TRY IT:
An exact repetition of the data below, without images, is the expected answer.

GIVEN DATA:
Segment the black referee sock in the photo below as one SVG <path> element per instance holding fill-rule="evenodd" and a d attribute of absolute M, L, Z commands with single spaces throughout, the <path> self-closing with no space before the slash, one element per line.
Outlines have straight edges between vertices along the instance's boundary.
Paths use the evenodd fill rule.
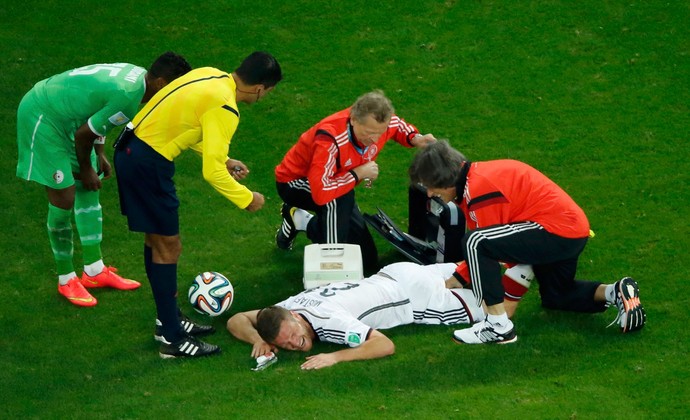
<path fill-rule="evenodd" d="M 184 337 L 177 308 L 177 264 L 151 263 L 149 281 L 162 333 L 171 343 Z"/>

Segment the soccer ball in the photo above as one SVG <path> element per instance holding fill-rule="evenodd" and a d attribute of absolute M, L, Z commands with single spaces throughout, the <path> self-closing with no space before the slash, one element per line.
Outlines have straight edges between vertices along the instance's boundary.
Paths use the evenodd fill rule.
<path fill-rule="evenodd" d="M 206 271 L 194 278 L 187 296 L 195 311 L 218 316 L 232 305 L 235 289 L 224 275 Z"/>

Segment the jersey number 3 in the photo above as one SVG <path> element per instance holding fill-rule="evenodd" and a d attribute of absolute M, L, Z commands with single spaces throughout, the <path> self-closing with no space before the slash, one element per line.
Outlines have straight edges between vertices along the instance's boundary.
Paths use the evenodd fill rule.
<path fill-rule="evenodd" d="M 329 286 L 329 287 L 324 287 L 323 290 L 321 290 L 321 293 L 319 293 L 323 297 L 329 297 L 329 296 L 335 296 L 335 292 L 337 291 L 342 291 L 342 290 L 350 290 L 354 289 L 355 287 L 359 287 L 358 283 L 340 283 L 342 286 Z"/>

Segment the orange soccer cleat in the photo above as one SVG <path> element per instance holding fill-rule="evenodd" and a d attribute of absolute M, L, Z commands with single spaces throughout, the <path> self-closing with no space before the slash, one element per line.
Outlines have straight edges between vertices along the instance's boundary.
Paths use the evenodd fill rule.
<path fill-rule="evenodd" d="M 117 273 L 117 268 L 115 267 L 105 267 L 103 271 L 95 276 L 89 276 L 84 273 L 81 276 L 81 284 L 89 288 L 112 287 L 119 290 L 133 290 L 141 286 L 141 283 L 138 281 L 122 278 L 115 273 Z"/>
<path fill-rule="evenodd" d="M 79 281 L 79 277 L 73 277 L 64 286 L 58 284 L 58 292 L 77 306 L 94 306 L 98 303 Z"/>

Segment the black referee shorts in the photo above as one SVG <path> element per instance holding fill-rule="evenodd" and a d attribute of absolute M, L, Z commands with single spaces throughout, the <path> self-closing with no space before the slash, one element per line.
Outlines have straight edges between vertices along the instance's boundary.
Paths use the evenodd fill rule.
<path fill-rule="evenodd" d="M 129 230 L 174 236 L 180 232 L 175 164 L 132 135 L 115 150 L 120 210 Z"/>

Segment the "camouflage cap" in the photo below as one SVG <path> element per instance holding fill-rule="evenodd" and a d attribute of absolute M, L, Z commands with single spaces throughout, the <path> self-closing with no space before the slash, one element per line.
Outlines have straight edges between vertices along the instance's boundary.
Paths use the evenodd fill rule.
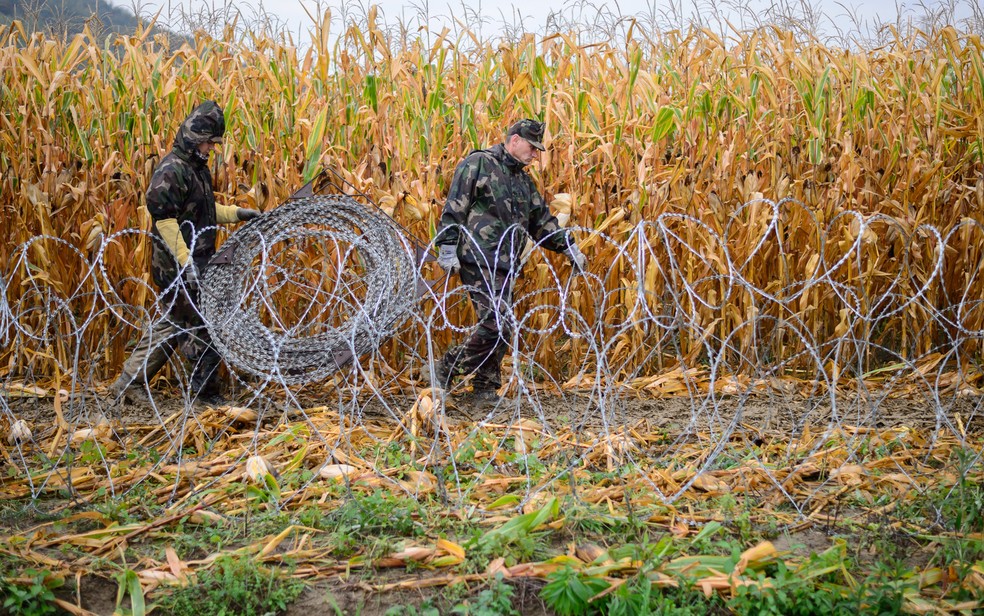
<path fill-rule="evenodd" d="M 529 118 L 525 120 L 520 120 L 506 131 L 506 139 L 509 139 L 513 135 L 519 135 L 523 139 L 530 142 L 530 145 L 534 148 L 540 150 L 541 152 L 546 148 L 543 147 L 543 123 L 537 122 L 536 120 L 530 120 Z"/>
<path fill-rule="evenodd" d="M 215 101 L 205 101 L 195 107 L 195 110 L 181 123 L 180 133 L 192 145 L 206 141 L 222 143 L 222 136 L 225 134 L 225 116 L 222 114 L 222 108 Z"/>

WRITTEN RESPONSE:
Segment the black referee sock in the photo below as one SVG <path> element per instance holding fill-rule="evenodd" and a d attribute of absolute M, L, Z commands with single spaces throughout, the <path> self-closing with no space before the slash, one element per line.
Outlines have straight edges between vertices along the instance's boundary.
Paths use the evenodd fill rule.
<path fill-rule="evenodd" d="M 184 337 L 177 308 L 177 264 L 151 263 L 149 281 L 162 333 L 171 343 Z"/>

Segment the soccer ball in the photo above as one SVG <path> element per instance holding fill-rule="evenodd" and a d attribute of absolute M, L, Z commands with single spaces throughout, the <path> self-closing with no space before the slash, one element per line.
Outlines have straight edges between vertices along the instance's boundary.
Paths use the evenodd fill rule.
<path fill-rule="evenodd" d="M 206 271 L 194 278 L 187 296 L 195 311 L 218 316 L 232 305 L 235 289 L 224 275 Z"/>

Segment the jersey number 3 in the photo above as one SVG <path> element per instance holding fill-rule="evenodd" and a d attribute of absolute M, L, Z commands with single spaces throughout, the <path> self-closing with no space before the slash, one element per line.
Outlines have straight edges between vertices along the instance's boundary.
Paths use the evenodd fill rule.
<path fill-rule="evenodd" d="M 329 286 L 329 287 L 324 287 L 323 290 L 321 290 L 321 293 L 319 293 L 323 297 L 329 297 L 329 296 L 335 296 L 335 292 L 337 291 L 342 291 L 342 290 L 350 290 L 354 289 L 355 287 L 359 287 L 358 283 L 340 283 L 342 286 Z"/>

Segment the orange soccer cleat in the photo above as one SVG <path> element per instance holding fill-rule="evenodd" and a d attribute of absolute M, L, Z commands with single spaces throughout, the <path> self-closing with no space before the slash, one element per line.
Outlines have straight edges between vertices along the instance's boundary.
Paths use the evenodd fill rule.
<path fill-rule="evenodd" d="M 117 273 L 117 268 L 115 267 L 105 267 L 103 271 L 95 276 L 89 276 L 84 273 L 81 276 L 81 284 L 89 288 L 112 287 L 119 290 L 133 290 L 141 286 L 141 283 L 138 281 L 122 278 L 115 273 Z"/>
<path fill-rule="evenodd" d="M 79 281 L 79 277 L 73 277 L 64 286 L 58 284 L 58 292 L 77 306 L 94 306 L 98 303 Z"/>

Segment the black referee shorts in the photo above as one SVG <path> element per instance holding fill-rule="evenodd" and a d attribute of absolute M, L, Z commands with single spaces throughout, the <path> self-closing with no space before the slash, one element per line.
Outlines have straight edges between vertices along the instance's boundary.
Paths use the evenodd fill rule.
<path fill-rule="evenodd" d="M 129 230 L 174 236 L 180 232 L 175 164 L 132 135 L 115 150 L 120 210 Z"/>

Segment the "camouflage cap" in the photo below as one SVG <path> element per instance holding fill-rule="evenodd" and a d attribute of absolute M, L, Z commands with single spaces throughout, the <path> self-closing with no space before the slash, one element per line.
Outlines have straight edges between vertices along the instance's boundary.
Paths use the evenodd fill rule.
<path fill-rule="evenodd" d="M 529 118 L 525 120 L 520 120 L 506 131 L 506 139 L 509 139 L 513 135 L 519 135 L 523 139 L 530 142 L 530 145 L 534 148 L 540 150 L 541 152 L 546 148 L 543 147 L 543 123 L 537 122 L 536 120 L 530 120 Z"/>
<path fill-rule="evenodd" d="M 215 101 L 205 101 L 195 107 L 195 110 L 181 123 L 180 133 L 192 145 L 206 141 L 222 143 L 222 136 L 225 134 L 225 116 L 222 114 L 222 108 Z"/>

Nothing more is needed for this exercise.